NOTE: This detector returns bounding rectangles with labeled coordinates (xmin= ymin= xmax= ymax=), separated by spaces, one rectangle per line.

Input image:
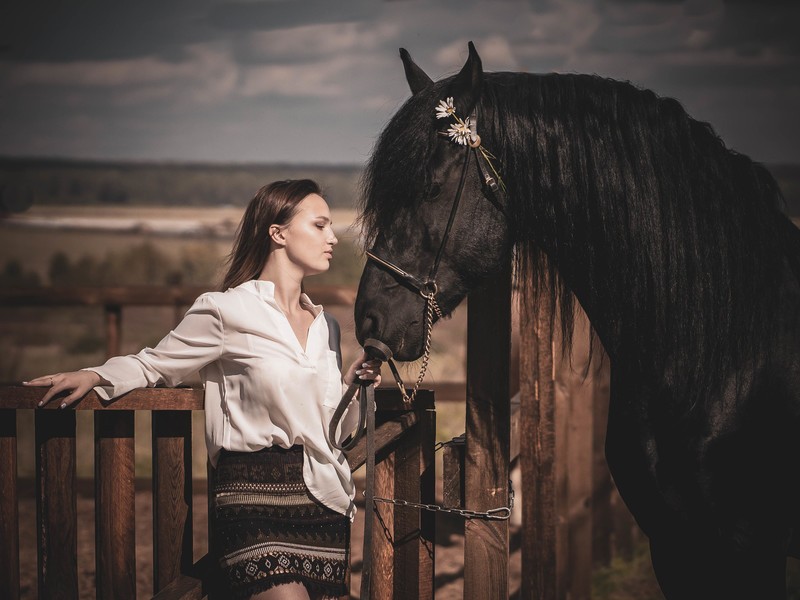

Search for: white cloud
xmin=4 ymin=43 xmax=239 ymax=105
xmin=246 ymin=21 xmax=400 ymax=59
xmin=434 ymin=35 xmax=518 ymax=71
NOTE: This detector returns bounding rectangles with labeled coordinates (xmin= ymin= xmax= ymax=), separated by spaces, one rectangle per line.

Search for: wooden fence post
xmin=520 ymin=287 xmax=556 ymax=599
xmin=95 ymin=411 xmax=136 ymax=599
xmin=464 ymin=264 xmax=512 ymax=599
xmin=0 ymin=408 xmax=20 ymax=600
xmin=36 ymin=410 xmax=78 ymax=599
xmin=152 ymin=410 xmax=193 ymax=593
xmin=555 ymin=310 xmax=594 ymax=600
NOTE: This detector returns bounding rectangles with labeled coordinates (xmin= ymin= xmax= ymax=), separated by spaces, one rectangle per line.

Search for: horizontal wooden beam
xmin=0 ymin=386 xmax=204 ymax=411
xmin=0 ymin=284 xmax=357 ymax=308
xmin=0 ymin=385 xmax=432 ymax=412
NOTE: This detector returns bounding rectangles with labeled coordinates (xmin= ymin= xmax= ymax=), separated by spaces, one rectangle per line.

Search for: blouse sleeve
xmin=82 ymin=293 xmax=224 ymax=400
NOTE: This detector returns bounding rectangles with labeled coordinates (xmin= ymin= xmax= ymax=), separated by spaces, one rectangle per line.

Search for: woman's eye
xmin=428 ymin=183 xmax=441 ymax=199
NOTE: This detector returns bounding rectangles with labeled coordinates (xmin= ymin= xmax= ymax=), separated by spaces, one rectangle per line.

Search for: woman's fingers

·····

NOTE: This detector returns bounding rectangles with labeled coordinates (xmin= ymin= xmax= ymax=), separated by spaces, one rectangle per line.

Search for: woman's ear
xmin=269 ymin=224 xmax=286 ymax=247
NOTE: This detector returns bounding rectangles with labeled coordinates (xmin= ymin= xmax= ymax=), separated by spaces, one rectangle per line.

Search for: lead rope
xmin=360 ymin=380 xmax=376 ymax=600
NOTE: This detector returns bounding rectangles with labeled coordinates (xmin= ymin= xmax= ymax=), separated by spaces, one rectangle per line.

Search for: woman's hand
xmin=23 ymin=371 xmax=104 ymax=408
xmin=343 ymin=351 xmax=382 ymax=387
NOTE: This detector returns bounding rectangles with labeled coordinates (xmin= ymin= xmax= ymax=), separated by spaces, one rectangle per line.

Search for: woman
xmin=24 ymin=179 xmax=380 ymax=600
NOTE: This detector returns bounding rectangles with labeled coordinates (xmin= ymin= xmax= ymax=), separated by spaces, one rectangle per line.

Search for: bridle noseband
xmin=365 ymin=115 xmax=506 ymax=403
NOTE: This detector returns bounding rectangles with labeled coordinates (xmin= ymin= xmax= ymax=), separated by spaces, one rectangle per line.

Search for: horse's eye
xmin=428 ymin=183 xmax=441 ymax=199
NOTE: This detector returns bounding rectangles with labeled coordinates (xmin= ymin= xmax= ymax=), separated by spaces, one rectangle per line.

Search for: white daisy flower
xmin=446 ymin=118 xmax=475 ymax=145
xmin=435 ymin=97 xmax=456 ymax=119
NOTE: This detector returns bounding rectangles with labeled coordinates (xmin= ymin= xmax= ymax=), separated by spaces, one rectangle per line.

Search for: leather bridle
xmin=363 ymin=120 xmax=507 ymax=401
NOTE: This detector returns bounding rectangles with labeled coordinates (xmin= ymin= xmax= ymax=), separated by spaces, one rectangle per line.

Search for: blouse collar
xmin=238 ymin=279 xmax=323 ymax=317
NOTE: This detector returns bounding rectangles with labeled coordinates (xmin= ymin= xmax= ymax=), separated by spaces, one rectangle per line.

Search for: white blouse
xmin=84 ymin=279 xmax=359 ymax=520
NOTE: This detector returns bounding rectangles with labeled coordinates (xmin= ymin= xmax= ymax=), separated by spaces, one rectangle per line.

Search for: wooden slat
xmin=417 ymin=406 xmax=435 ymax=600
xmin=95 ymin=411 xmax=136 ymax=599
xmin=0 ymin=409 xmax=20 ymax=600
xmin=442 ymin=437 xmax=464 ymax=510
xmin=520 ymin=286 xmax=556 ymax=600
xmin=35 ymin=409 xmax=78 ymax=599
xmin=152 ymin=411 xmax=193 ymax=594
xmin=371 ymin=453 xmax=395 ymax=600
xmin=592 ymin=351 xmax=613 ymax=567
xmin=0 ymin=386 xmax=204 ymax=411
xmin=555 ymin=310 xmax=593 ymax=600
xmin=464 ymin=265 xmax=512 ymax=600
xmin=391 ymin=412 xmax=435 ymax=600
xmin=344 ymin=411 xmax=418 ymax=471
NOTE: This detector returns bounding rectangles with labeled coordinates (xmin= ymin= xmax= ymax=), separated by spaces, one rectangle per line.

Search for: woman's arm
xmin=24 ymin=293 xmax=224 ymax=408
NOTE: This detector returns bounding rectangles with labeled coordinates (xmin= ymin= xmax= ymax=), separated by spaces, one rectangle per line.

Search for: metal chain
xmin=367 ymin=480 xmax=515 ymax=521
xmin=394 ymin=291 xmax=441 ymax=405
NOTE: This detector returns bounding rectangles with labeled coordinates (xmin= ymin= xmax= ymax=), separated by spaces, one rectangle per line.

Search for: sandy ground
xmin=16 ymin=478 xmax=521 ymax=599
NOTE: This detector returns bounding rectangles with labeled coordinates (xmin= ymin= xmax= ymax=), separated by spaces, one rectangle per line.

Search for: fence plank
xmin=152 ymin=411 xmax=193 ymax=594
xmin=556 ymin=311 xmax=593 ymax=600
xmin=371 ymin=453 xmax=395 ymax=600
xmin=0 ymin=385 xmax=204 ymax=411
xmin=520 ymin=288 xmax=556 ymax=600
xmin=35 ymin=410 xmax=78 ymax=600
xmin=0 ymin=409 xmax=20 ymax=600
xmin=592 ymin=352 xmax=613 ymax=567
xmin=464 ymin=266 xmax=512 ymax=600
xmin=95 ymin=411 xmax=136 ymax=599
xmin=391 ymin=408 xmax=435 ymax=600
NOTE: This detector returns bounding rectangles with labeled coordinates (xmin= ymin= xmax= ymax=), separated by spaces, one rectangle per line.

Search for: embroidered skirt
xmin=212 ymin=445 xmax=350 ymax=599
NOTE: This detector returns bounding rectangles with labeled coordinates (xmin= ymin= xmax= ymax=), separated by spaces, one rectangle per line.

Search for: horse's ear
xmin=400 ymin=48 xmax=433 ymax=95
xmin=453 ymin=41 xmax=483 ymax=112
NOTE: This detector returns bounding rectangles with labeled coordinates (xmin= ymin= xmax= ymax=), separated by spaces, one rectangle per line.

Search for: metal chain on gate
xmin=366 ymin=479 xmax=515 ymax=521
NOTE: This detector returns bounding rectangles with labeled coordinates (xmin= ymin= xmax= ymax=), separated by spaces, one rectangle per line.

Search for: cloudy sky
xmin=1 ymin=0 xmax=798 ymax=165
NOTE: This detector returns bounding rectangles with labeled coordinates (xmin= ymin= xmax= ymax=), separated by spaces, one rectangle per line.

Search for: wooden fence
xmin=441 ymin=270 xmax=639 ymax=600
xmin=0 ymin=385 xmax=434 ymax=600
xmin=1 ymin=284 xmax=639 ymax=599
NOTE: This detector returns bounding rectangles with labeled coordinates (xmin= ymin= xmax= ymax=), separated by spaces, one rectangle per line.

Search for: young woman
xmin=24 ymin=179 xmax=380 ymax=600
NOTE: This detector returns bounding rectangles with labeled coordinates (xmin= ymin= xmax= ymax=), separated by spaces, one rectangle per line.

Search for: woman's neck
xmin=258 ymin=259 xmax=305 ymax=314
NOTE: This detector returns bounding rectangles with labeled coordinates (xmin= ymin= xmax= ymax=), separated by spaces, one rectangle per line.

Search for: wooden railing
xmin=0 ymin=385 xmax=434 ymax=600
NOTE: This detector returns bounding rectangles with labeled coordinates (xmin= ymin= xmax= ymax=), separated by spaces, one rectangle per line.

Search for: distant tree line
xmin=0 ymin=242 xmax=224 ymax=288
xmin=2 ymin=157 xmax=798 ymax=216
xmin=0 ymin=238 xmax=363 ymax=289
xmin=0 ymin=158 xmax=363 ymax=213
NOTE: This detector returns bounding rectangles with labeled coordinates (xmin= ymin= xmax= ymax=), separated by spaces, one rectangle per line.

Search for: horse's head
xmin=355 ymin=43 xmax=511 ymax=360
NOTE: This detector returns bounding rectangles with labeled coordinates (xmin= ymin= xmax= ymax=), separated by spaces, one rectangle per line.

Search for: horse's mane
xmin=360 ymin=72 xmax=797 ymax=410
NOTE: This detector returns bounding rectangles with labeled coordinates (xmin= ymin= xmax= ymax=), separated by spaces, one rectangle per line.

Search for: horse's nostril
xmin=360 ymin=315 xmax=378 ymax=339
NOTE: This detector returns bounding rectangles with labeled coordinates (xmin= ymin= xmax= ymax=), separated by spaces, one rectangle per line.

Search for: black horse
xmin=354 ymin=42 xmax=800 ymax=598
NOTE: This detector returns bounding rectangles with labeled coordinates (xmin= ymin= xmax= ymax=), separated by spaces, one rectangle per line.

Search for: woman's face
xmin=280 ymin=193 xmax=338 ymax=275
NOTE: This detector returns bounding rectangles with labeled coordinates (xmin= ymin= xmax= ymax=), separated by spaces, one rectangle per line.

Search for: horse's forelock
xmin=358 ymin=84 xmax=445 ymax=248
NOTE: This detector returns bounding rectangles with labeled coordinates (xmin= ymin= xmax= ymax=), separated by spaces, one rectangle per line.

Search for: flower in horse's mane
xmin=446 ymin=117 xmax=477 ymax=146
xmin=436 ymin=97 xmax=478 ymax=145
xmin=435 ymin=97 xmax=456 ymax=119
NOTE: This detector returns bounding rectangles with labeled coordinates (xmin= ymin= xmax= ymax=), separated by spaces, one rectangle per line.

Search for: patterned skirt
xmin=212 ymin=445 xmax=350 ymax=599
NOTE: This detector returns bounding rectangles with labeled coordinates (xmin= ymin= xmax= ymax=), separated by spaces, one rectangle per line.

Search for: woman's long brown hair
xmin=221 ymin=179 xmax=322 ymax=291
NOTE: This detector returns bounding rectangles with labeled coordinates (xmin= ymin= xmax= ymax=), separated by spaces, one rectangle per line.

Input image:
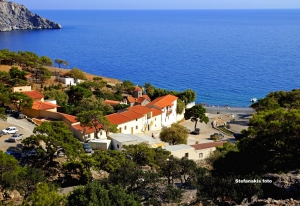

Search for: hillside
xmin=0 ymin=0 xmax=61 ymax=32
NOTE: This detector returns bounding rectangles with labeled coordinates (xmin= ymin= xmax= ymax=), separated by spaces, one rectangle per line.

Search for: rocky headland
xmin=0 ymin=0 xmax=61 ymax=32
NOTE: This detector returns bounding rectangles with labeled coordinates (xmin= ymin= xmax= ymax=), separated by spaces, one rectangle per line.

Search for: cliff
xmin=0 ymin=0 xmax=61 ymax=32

·····

§ Exercise directions
The expected output is exactly the lines of the listing above between the line holding "Search for: woman's eye" and the line holding "Search for: woman's fingers", inclusive.

§ Reply
Search for: woman's eye
xmin=428 ymin=183 xmax=441 ymax=199
NOTE: This detector returns bounding rectangles with labeled coordinates (xmin= ymin= xmax= ymax=), separated by spaces, one rectangle per line.

Search for: woman's fingers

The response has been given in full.